**Objective**:
In the material below, rename every "dot" as "point" and leave all other wording unchanged. Reproduce the full material without the pictures.

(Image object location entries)
══════════

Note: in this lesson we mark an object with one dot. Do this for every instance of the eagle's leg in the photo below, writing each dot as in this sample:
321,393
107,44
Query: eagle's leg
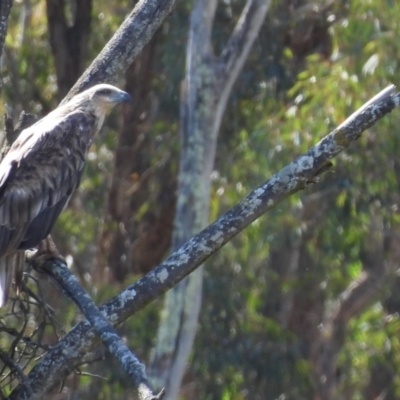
47,250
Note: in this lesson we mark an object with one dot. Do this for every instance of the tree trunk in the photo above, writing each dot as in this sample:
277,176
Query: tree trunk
205,92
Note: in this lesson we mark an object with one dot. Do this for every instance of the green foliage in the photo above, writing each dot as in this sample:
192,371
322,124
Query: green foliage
267,292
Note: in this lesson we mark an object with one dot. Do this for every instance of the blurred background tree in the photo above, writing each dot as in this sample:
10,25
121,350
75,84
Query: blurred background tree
304,303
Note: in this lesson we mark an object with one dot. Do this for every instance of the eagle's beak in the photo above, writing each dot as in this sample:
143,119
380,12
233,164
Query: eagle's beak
123,97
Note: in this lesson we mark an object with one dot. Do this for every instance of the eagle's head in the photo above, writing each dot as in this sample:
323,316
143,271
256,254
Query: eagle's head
99,99
104,97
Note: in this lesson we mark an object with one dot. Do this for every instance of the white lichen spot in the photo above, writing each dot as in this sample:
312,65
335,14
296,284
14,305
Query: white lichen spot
162,276
217,237
127,295
259,192
305,162
113,317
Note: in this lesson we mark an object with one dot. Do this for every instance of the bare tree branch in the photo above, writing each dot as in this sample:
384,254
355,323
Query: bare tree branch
58,270
296,176
5,8
127,42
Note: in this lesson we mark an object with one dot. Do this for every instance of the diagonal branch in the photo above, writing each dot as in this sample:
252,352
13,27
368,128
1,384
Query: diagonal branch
65,355
57,268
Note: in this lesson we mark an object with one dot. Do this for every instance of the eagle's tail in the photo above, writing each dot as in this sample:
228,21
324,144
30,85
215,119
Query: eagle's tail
10,266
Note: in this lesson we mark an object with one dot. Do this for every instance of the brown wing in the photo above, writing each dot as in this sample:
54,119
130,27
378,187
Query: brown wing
39,174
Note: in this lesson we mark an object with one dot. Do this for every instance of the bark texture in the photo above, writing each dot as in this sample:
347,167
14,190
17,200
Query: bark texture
5,8
74,349
205,92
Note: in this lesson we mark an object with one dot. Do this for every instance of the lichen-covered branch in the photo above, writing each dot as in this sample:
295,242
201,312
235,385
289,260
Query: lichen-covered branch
127,42
5,8
58,270
66,354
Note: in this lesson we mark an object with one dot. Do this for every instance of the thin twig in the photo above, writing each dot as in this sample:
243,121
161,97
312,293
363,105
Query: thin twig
58,270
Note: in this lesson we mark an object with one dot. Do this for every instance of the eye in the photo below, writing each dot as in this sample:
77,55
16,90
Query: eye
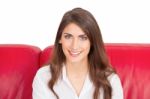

══════════

**The result**:
Note: in this lesson we mark an object with one point. Do this for every instance of the eagle's leg in the photo below, writing each point as in this sample:
321,393
107,44
Query: eagle's leg
47,250
Note: in this lesson we mark an object with one point. Do this for every instance of the tree trunk in the photo above, writing each point as in this sample:
277,176
Query: tree trunk
205,92
Note: in this lesson we mark an object with one point. Do this for every instance of the green foliage in the photo above, writing each point as in this sample:
192,371
322,124
Query: green foliage
267,292
Note: in this lesson we mark an object with one point. Do this for every instance of the blurred background tree in the photo above, writing each point as in this sample:
10,25
121,350
75,84
Query: blurred background tree
304,303
Note: in this lesson we mark an object with one point. Do this for every instance of the eagle's beak in the photo above, writing each point as in this sample:
143,119
380,12
233,164
Query: eagle's beak
123,97
Note: in this lesson we mark an object with one point. Do this for every instance of the eagle's head in the photo above, writing each point as in this sample:
323,316
143,271
256,254
Query: eagle's head
99,99
104,97
Note: in this lesson we mark an object with one point. Do this for every instance of the white lichen spot in the photo above, writing each point as in this sample:
312,65
335,14
296,284
14,305
Query: white lichen spot
162,276
217,237
127,295
259,192
305,162
113,317
Note: in this lesson we mark an object with one point. Do this for every instance of the bare tree branch in the photo above, writing each point as in this sample:
384,254
355,323
Query: bare tree branch
58,270
296,176
5,8
127,42
Note: in this lesson we mark an object with one point. Do this for every instance of the diagonal branch in the photo above, writing each point as in this sample:
252,352
13,27
368,128
1,384
Query: diagonal branch
65,355
57,268
Note: in this lesson we mark an object with one point. Do this for every instance of the eagle's tail in the photo above, writing each point as in this sample:
228,21
324,144
30,85
215,119
Query: eagle's tail
10,266
Note: in this lesson we mark an object with one point. Do this for every instance of the brown wing in the photo above, writing each point as in this sample:
54,119
130,27
378,187
Query: brown wing
39,174
Note: in this lesson we mark an object with one point. Do this for every instance of the bark texture in the photo above, writing each point as in this sample:
347,167
14,190
17,200
Query: bark texture
5,8
74,349
205,92
Note: in this lesson we mark an object with one point. Do this for every instance of the lichen-covered branch in the photo above, writing each point as in this sample:
295,242
201,312
235,385
289,260
Query: lichen-covered branch
127,42
5,8
58,270
66,354
Note: in this lesson we mark an object with one point. Do this for every instance of the thin twig in the photo above, writing each point as in this sample:
243,121
161,97
312,293
363,105
Query: thin twig
58,270
Note: in this lesson we mark an object with one point. Do this for every instance of the eye in the photo below, writing each point as in this sample:
77,55
16,90
Query: eye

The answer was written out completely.